## PAGE EXTRACT
----------

Vedanta in Australia
Vedanta in Australia
(Pictured above in Sydney, 1980s, left to right: Urmila Mehta, Brahmacharini Girija - now Pravrajika Gayatriprana, Thea Maconachie, Pravrajika Ajayaprana, Gerard Brennan).
EVEN during Swami Vivekananda’s lifetime ardent Vedanta students were active in Australia. The Swami’s brother monk, Swami Shivananda entrusted Mrs.Elsie Pickett, an Australian lady whom he had taught in Sri Lanka, with the task of taking Vedanta to Australia in 1898. And she did it very successfully. Still, due to lack of proper follow up the vigour of this early Vedanta work in Australia slowly faded away.

----------

## STATED GOAL A
Answer these questions using the Vedanta in Australia text.
(i) In which city was the group named in the caption pictured?
(ii) Who entrusted Mrs. Elsie Pickett with taking Vedanta to Australia?
(iii) In what year was she given that task?

## Location identification items
----------

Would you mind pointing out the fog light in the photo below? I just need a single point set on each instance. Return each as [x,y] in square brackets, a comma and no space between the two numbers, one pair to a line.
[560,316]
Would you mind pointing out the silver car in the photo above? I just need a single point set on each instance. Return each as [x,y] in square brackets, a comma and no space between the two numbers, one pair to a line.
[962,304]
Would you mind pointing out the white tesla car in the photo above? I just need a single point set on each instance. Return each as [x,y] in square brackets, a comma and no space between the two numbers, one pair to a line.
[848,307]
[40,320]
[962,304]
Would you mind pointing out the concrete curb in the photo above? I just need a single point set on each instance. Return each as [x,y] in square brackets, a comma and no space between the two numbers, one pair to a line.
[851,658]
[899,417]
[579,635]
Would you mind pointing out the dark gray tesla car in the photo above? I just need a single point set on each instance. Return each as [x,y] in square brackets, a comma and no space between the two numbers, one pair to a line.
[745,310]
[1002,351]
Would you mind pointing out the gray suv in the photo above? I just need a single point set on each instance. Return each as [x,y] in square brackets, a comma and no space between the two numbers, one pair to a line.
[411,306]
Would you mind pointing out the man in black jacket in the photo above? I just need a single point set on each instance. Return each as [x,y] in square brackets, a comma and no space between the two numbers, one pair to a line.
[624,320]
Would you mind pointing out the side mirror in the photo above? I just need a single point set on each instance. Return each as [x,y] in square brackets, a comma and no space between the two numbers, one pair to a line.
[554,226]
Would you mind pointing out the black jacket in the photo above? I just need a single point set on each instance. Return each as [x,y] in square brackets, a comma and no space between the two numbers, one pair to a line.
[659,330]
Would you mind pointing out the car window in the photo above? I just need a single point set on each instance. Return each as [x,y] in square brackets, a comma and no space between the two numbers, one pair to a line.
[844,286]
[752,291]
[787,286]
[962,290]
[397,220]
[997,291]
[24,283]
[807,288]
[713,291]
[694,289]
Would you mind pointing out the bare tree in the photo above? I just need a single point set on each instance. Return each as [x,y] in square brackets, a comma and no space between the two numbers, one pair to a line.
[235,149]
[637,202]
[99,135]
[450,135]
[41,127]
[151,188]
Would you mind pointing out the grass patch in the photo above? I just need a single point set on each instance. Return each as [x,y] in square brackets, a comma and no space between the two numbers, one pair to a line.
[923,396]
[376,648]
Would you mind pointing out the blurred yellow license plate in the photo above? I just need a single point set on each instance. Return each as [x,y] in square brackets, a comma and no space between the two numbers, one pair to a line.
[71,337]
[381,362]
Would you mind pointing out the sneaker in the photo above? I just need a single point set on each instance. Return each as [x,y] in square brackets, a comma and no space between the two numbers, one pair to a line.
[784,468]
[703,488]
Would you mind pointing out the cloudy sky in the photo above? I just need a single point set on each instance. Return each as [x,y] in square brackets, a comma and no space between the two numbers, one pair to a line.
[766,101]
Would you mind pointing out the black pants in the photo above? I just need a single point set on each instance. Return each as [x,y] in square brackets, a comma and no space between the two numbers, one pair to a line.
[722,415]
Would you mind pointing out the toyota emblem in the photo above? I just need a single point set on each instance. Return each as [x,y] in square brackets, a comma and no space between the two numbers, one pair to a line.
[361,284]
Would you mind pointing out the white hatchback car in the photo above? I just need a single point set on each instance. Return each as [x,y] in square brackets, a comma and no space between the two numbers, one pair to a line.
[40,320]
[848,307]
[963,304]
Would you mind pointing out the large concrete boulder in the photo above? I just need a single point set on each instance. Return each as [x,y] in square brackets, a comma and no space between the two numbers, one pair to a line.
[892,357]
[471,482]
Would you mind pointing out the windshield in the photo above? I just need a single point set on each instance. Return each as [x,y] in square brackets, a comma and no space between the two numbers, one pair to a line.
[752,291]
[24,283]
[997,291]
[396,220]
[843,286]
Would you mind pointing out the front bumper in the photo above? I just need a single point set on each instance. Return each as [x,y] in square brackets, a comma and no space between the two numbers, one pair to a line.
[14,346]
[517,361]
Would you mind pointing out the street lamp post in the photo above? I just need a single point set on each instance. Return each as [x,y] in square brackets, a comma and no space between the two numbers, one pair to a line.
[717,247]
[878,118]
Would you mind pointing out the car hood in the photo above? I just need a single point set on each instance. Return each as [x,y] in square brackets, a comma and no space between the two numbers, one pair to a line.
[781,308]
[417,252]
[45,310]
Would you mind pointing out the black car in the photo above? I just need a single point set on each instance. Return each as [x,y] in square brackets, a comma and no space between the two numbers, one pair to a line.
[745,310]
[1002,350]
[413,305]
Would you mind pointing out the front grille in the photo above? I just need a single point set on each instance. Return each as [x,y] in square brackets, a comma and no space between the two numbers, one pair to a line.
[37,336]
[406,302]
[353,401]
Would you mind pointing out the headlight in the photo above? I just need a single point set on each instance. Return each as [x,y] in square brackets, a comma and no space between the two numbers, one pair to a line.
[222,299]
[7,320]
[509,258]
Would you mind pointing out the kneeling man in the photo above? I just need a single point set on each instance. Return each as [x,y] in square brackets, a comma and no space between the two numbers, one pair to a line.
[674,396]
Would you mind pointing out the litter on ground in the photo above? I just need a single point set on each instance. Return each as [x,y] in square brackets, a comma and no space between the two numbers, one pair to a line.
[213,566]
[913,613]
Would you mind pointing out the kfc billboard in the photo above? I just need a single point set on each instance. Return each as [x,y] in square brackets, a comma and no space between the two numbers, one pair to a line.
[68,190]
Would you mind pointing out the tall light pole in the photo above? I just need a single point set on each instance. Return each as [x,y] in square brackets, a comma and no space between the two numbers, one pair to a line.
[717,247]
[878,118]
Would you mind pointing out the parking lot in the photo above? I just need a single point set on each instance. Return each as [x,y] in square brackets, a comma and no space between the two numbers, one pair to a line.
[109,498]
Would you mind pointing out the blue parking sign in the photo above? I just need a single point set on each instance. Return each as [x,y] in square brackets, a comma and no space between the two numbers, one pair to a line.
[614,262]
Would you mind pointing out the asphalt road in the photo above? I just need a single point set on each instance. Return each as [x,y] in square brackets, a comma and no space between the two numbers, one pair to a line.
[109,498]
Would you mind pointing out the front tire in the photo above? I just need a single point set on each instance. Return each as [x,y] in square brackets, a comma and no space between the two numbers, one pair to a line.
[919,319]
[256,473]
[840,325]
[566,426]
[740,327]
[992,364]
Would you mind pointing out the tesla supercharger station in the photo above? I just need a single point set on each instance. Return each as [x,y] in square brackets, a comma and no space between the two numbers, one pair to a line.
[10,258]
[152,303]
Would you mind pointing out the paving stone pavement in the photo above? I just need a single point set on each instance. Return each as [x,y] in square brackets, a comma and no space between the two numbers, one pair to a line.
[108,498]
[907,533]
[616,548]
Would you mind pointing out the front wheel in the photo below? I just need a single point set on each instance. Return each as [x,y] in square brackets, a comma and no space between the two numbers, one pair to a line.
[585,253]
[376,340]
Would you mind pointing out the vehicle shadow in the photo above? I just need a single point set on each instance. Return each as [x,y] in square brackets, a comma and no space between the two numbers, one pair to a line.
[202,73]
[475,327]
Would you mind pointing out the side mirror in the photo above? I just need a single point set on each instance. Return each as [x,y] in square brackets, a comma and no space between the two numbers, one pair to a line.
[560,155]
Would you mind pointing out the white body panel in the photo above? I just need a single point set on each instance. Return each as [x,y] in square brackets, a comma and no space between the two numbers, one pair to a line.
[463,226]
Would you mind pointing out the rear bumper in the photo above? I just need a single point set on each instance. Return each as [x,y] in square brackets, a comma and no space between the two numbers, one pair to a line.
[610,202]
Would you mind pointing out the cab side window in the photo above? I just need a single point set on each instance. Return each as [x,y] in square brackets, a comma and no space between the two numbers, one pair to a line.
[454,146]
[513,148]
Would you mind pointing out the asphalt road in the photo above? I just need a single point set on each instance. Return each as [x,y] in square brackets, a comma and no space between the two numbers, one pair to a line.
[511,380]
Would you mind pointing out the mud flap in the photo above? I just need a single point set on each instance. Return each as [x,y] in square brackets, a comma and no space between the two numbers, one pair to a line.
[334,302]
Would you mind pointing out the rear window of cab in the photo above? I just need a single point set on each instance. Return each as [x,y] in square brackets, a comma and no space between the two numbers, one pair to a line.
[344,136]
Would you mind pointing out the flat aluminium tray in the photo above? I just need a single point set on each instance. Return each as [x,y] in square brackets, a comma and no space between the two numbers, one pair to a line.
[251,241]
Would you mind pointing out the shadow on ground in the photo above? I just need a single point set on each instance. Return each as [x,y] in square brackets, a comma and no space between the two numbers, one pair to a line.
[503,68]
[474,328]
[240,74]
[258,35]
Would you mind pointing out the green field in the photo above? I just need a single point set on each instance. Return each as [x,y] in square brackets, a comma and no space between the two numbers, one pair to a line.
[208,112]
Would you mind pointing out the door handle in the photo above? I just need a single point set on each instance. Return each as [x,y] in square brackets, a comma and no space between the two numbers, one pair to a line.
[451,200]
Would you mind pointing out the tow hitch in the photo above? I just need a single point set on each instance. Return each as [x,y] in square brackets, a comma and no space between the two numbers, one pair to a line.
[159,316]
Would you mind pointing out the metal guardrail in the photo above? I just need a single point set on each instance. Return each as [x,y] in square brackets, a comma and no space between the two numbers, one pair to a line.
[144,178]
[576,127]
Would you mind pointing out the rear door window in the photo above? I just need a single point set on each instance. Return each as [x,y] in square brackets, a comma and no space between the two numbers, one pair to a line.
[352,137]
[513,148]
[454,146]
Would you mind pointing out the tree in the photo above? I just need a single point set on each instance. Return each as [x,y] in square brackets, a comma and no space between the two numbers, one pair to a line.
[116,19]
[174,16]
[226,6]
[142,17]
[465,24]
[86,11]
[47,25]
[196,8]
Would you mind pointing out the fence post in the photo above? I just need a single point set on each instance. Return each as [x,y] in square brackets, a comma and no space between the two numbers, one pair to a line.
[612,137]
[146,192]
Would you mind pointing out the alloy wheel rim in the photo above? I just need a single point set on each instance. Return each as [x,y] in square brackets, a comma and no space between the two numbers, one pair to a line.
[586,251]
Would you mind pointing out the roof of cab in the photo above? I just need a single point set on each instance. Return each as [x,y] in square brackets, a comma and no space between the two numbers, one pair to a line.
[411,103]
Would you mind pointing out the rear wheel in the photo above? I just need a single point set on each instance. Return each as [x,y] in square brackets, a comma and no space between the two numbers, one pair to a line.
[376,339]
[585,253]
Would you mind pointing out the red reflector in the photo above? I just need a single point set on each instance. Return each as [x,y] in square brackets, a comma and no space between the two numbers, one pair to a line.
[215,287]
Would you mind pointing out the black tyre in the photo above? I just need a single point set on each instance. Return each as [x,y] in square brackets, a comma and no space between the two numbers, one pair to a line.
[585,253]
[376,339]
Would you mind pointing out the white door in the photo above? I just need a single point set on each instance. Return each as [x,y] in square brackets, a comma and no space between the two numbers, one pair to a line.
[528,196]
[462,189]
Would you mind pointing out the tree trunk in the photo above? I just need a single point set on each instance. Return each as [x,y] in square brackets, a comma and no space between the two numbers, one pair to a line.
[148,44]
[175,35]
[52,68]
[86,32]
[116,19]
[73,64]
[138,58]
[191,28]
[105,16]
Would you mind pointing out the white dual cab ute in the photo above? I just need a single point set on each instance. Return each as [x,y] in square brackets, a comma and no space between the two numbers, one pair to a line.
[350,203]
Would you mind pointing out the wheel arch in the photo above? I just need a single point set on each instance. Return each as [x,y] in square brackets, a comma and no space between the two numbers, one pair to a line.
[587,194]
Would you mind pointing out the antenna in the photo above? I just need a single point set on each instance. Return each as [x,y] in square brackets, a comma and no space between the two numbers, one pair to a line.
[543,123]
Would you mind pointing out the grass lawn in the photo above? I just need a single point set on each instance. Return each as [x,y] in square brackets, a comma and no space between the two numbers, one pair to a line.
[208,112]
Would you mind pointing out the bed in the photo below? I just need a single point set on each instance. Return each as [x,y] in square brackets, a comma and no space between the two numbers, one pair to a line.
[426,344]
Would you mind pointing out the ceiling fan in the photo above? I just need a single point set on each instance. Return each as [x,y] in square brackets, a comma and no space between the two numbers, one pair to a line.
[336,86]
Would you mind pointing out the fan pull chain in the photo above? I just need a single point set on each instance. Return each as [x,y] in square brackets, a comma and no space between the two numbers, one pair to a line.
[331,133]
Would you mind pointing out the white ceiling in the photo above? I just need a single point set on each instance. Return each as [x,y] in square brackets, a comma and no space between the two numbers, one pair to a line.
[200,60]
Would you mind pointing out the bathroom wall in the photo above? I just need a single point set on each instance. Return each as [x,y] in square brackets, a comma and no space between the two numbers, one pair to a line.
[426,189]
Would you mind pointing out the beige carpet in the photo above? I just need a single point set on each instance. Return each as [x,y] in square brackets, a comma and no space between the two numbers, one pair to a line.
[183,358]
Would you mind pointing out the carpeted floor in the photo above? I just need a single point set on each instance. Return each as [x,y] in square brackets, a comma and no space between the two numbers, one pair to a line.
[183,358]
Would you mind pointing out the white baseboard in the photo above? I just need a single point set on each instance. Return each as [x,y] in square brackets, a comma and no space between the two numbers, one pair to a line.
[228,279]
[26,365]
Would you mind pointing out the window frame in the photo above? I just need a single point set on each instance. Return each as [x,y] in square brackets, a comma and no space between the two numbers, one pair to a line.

----------

## STATED GOAL B
Copy out the entries word for word, covering the stretch from the line that contains "Would you mind pointing out the bathroom" through the end of the entries.

## CORRECT RESULT A
(i) Sydney
(ii) Swami Shivananda
(iii) 1898

## CORRECT RESULT B
Would you mind pointing out the bathroom wall in the photo above? I just need a single point set on each instance. Return each as [x,y] in square brackets, a comma and no space between the two numbers, one pair to a line.
[426,189]
Would you mind pointing out the beige carpet in the photo above? I just need a single point set on each instance. Return each as [x,y] in square brackets, a comma and no space between the two numbers, one pair to a line.
[183,358]
Would you mind pointing out the carpeted floor in the photo above? I just need a single point set on each instance. Return each as [x,y] in square brackets, a comma and no space between the two numbers, one pair to a line.
[183,358]
Would you mind pointing out the white baseboard in the photo above? I just need a single point set on each instance. Return each as [x,y] in square brackets, a comma and no space between the two numbers, one pair to a line.
[228,279]
[26,365]
Would you mind pointing out the window frame in the photo above? I just need a single point set on each instance. Return each as [x,y] in square brackets, a comma and no space between the two numbers, one pair to a line.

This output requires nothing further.